*Task to carry out*
Go line by line through the entries below and copy those containing the string "coords".
-*-
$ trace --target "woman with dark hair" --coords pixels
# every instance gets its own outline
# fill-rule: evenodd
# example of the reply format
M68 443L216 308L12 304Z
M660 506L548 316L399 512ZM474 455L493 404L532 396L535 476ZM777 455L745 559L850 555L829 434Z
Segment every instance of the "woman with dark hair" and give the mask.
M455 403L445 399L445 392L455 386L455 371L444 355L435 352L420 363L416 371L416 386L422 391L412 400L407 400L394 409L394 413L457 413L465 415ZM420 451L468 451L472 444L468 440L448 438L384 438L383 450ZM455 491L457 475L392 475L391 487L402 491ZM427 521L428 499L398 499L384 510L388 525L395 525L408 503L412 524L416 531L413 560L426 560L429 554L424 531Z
-*-
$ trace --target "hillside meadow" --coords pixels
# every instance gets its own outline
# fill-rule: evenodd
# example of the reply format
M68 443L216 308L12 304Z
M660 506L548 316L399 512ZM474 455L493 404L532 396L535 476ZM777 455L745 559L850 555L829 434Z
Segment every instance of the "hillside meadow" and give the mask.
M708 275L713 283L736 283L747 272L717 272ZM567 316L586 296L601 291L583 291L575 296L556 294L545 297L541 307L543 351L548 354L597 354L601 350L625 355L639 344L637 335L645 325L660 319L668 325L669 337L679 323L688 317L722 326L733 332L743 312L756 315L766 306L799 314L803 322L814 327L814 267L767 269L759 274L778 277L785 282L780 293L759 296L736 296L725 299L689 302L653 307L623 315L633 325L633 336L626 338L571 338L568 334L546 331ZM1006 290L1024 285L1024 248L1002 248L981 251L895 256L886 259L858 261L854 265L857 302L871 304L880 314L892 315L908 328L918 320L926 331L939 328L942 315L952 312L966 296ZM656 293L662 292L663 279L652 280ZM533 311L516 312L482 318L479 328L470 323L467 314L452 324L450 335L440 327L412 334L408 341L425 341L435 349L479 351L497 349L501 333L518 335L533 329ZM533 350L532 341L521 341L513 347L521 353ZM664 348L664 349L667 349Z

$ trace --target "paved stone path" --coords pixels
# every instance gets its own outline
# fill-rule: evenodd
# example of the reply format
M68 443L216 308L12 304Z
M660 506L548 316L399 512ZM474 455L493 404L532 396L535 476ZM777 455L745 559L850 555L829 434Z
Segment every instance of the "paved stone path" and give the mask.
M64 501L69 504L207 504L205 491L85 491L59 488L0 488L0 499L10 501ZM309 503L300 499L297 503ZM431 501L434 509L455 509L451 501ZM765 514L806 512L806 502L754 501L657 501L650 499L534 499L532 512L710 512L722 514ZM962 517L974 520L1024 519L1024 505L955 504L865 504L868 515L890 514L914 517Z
-*-
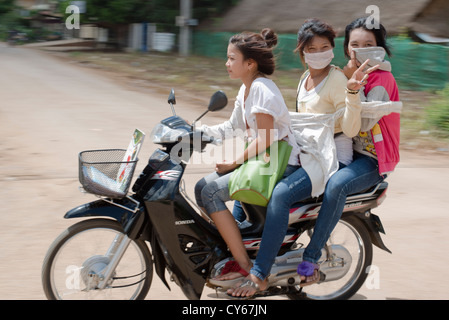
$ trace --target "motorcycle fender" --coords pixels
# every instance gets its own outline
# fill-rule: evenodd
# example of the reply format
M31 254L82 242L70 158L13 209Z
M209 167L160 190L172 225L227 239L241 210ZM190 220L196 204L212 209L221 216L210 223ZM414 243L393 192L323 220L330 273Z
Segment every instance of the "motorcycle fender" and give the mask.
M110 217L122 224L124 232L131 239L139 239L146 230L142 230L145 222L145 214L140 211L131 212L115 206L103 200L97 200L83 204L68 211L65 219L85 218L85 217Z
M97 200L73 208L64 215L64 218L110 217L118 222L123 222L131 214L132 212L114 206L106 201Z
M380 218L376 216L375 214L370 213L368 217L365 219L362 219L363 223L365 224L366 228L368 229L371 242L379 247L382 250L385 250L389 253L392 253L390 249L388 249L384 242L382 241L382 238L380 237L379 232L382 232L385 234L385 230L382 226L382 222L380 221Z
-*-
*Response box*
$ trace --target "woman with dark hair" --coords pixels
$ trace --target "hillside meadow" --coords pixels
$ trace --target "paved stone path" --coords pixels
$ trace --target "motorcycle fender" --coords pixels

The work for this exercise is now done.